### Objective
Write out, word for word, the stretch of the records from the line containing "Point to the dormer" through the end of the records.

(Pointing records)
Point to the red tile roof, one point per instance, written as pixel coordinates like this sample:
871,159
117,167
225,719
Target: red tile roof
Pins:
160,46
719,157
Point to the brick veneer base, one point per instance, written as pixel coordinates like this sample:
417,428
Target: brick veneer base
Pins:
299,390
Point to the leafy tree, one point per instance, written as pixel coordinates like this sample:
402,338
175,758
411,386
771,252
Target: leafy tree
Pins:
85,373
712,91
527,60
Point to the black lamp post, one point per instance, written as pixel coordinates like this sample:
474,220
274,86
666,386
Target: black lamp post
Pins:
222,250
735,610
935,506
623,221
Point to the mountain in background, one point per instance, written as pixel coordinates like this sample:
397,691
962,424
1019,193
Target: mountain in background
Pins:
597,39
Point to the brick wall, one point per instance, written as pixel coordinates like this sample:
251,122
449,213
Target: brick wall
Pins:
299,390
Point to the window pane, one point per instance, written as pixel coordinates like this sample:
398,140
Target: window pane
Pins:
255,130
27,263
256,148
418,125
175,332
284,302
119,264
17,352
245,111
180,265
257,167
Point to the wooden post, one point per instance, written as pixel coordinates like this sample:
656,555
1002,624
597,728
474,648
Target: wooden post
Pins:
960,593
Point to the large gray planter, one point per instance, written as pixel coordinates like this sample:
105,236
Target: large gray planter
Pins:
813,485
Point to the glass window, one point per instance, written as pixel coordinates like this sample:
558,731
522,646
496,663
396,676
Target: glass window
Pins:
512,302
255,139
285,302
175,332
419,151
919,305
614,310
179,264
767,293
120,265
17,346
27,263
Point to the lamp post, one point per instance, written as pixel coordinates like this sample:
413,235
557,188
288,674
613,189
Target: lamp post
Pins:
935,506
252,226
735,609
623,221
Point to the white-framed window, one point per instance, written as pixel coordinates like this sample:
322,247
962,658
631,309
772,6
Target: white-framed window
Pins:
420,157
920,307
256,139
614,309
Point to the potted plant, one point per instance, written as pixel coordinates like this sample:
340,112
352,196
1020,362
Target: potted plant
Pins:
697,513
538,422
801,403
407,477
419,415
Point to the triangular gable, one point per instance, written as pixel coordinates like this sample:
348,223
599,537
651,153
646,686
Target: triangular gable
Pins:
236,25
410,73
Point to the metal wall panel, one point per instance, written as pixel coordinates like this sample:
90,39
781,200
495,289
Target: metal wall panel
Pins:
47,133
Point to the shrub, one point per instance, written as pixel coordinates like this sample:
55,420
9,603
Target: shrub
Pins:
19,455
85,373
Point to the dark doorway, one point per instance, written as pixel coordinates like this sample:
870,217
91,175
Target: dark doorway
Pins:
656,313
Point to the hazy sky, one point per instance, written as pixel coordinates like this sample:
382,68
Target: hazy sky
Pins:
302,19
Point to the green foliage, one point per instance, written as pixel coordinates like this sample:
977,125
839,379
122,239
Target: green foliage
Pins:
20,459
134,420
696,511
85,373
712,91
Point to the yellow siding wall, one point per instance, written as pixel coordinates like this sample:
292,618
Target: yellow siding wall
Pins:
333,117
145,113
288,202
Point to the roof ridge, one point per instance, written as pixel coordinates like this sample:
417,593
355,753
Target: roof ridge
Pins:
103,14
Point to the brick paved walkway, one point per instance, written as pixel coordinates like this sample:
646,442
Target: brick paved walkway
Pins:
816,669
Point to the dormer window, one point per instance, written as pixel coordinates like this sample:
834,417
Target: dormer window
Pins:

### Answer to the problem
Point to the dormer window, one point per instance, written as pixel coordinates like this sample:
834,417
Target: dormer window
Pins:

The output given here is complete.